Consigne écrite 1 → Relevez tous les produits agricoles cités dans le texte sur la Côte d'Ivoire.
Consigne écrite 2 → Reprenez mot pour mot le texte sur la Côte d'Ivoire, depuis « Mais les chiffres » jusqu'à « durablement le développement. ».

Extrait du document →
Bonjour à tous,
La végétation d’Abidjan et sa paisible lagune contrastent dès notre arrivée avec l’élancée de sable dans l’océan qu’était Dakar. Malgré les années de conflits et de guerre civile récemment traversées par le pays, le sourire, le sens de l’accueil et la joie de vivre n’ont pas quitté la population ivoirienne. La Côte d’Ivoire est d’ailleurs un modèle de tolérance et d’intégration, où se mêlent harmonieusement les cultures des 60 ethnies qui la composent. Une terre d’accueil également pour de nombreuses communautés des pays voisins qui trouvent asile dans le pays.
Depuis maintenant 5 ans, le pays est reparti de l’avant et fait preuve d’un formidable dynamisme économique, en pariant notamment sur le secteur des techs et sur ses exportations agricoles. 1er producteur mondial de cacao, 3ème exportateur de café et grand producteur de coco et de banane, la Côte d’Ivoire a des atouts à faire valoir et se positionne en leader de la région. Dans ce pays où l’on crée une startup en 48h, le taux de croissance frise les 10% et la Côte d’Ivoire entend bien rejoindre le groupe des pays émergents à l’horizon 2020.
Mais les chiffres en trompe l’œil ne doivent pas faire oublier que croissance et développement ne sont pas synonymes. Et si le sol de la Côte d’Ivoire est riche, c’est encore loin d’être le cas de sa population. L’Etat a la mainmise sur les exportations agricoles, mais aussi sur les ressources minières et pétrolières du pays. Comme c’est le cas dans de nombreux pays d’Afrique, une petite fraction de la population contrôle les richesses, pilote les investissements, et de l’argent s’évapore par millions chaque année. La corruption fait partie du décor et freine durablement le développement.

Données enregistrées →
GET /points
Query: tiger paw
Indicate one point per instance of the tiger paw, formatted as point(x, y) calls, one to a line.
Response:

Réponse complète 1 → cacao, café, coco, banane

Réponse complète 2 →
Mais les chiffres en trompe l’œil ne doivent pas faire oublier que croissance et développement ne sont pas synonymes. Et si le sol de la Côte d’Ivoire est riche, c’est encore loin d’être le cas de sa population. L’Etat a la mainmise sur les exportations agricoles, mais aussi sur les ressources minières et pétrolières du pays. Comme c’est le cas dans de nombreux pays d’Afrique, une petite fraction de la population contrôle les richesses, pilote les investissements, et de l’argent s’évapore par millions chaque année. La corruption fait partie du décor et freine durablement le développement.